◆ **What this exercise asks**:
**1.** According to the comment thread, how did Obama describe the release of the photo?
**2.** Reproduce the passage of the comment thread that starts at the words "The most interesting" and stops after the words "Toga! Toga! Toga!".

Smart pols avoid putting on funny clothes.

Small matter, but it says something about the person's judgment.

The most interesting thing is Obama's angry statement....the photo's release shows "shameful offensive fear-mongering." He should have just smiled and said nothing or tried to make light of it.

Obama is thin skinned. Bet he has a big temper, too. White or black, male or female, you gotta have a sandpaper hide to be President.

Anonymous said...

John Kerry? Isn't he the guy who wasn't smart enough to beat George W. Bush in the last presidential election? He doesn't matter anymore, right?

In that photo, Obama was merely getting dressed for a party. Toga! Toga! Toga!

Roger J. said...

George: certainly an interesting interpretation you have; and I agree that picture is basically nada and its what politician do; but let me extend my question, then: why did the Clinton campaign put the photo out WITHOUT any comment? Was there any subliminal message? An exercise left to the viewers of the picture? Without taking a position on the merits of the picture, the Clinton campaign is certainly not furthering any debate IMO.

former law student said...

John Kerry showed the stupidity of voting for a candidate because other people think he's "electable," or because other people think it's his turn.

true meaning of "Swiftboating"

The true meaning is that people will believe what they want to believe, even to the extent of crediting eyewitness accounts by people who weren't there at the time. Also, that John Kerry is a wuss.

Meade said...

rhhardin:
"That would make you a racist..."

"IF I were white."

Good clip.

KCFleming said...

Since we're all now officially trained in Diversity And Nonjudgementalism, I wonder what Obama would find wrong with the photo such that reproducing it amounts to "shameful offensive fear-mongering"?

I mean, what's being left unsaid? It's as if there were an unstated argument before us that this would be a bad thing.

And since he's clearly against the idea that we should be in the Middle East at all, what could Obama possibly mean by saying that? What could Clinton possibly mean by showing it?

dbp said...

Doyle said...
Those Swift Boat Vets were correct in everything that they said.

Aww. That's cute.

9:52 AM

This reminds me of a TV series: "Get a Life", where Chris Elliot played a 30 year old paperboy who lived at home and felt superior to everyone around him.

George M. Spencer said...

roger--

They're trying to do two things, I think.

First, force people to see that Sen. Obama is a human being, not some supernatural force of nature. He looks kinda goofy sometimes. We all do. (But maybe Presidents shouldn't.)

Watch---next we'll see photos of him bozoed out at some campus beer blast or smoking a joint.

Second, clearly, they're trying to get people to question whether or not he is even an American.

Look at what Kristol led with in his op-ed today....Obama's refusal to wear the U.S. flag lapel pin..."I won’t wear that pin on my chest"

Anonymous said...
This comment has been removed by the author.
KCFleming said...

I have to say, it would be hard to do better than the Swiftboat vets at exposing a lie.

So I agree with Kerry. Obama couldn't possibly improve upon their effort one bit!

Sloanasaurus said...

◆ **Collected data**:
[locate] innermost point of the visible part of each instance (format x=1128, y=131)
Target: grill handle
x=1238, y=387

◆ **Answers per task**:
**1.** As "shameful offensive fear-mongering."

**2.**
The most interesting thing is Obama's angry statement....the photo's release shows "shameful offensive fear-mongering." He should have just smiled and said nothing or tried to make light of it.

Obama is thin skinned. Bet he has a big temper, too. White or black, male or female, you gotta have a sandpaper hide to be President.

Anonymous said...

John Kerry? Isn't he the guy who wasn't smart enough to beat George W. Bush in the last presidential election? He doesn't matter anymore, right?

In that photo, Obama was merely getting dressed for a party. Toga! Toga! Toga!